Records contained in a dataset:
-- Opening Marker --

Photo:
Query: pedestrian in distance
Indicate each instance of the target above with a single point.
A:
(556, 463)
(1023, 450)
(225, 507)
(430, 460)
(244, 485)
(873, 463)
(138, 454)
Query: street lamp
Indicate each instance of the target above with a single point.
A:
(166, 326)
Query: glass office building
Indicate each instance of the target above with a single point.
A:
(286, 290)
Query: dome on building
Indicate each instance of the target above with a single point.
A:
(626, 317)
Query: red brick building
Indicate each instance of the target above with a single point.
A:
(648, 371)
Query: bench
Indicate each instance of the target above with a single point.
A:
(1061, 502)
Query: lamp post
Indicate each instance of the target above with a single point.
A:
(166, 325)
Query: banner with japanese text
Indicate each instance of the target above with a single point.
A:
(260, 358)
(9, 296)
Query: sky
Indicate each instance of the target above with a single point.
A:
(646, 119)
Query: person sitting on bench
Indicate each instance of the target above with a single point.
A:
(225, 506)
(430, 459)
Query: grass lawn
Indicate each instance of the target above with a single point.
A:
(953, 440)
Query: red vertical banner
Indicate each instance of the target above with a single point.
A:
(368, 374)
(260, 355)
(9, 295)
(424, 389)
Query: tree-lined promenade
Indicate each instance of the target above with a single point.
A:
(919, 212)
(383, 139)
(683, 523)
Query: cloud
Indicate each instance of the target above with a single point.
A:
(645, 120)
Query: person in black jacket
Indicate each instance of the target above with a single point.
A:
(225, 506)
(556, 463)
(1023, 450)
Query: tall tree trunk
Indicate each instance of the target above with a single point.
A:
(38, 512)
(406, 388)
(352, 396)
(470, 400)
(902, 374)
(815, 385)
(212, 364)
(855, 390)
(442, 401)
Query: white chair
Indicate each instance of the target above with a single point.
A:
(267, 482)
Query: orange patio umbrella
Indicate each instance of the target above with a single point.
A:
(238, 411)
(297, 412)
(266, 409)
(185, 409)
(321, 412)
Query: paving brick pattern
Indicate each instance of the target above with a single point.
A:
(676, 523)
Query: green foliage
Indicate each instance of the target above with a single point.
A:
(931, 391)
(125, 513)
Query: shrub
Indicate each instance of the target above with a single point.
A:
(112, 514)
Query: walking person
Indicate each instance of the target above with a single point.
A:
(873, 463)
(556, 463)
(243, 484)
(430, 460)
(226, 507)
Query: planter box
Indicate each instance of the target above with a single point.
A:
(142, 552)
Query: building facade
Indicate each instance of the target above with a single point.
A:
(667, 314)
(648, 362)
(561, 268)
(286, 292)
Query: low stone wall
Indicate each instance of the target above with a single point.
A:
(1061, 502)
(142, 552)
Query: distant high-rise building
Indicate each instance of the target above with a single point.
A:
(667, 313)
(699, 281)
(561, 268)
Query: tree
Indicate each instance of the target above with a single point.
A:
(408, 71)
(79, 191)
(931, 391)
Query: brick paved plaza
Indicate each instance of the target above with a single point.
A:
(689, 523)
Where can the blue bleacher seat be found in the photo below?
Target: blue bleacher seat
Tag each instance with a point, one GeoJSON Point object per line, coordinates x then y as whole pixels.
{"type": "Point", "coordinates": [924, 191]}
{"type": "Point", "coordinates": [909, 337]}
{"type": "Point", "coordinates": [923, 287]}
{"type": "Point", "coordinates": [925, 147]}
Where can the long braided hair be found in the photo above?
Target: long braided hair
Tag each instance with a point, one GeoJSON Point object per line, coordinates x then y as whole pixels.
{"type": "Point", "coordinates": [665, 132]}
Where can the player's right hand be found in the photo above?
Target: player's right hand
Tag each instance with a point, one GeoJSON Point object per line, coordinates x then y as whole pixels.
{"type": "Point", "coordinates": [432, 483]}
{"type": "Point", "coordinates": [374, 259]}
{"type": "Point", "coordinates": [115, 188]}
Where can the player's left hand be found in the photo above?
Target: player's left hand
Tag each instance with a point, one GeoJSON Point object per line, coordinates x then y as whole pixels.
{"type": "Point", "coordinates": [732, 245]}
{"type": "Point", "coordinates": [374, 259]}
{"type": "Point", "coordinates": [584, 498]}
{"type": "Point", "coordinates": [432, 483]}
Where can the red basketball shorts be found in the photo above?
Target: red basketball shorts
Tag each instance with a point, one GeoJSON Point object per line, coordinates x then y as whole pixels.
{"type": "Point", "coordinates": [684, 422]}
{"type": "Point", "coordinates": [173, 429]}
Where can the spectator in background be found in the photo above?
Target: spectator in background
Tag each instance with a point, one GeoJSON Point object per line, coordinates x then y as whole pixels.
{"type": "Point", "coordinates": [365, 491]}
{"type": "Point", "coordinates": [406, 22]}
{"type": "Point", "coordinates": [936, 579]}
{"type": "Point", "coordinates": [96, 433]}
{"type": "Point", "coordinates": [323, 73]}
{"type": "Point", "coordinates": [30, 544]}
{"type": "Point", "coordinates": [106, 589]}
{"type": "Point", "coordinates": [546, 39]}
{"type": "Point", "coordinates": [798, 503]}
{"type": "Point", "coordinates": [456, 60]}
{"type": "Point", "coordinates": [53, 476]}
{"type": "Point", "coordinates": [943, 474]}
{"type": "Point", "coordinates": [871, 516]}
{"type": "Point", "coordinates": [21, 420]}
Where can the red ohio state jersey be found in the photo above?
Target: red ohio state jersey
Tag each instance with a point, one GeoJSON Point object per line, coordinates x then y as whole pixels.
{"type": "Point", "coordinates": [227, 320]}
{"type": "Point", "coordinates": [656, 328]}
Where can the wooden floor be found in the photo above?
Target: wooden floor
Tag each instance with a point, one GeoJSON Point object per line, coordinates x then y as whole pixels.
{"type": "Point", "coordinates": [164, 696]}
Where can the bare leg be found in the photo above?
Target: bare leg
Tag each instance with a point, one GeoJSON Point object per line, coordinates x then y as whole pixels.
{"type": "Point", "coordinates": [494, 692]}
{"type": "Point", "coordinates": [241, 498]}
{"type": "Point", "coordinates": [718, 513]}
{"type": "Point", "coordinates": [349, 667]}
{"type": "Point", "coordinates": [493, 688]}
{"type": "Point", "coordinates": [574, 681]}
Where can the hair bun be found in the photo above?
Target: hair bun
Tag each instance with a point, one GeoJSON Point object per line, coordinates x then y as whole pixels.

-- Closing Marker --

YOUR INSTRUCTIONS — The string "braided" may appear in the entries. Say how many lines contain it, as a bare number.

OUTPUT FOR THIS TASK — 2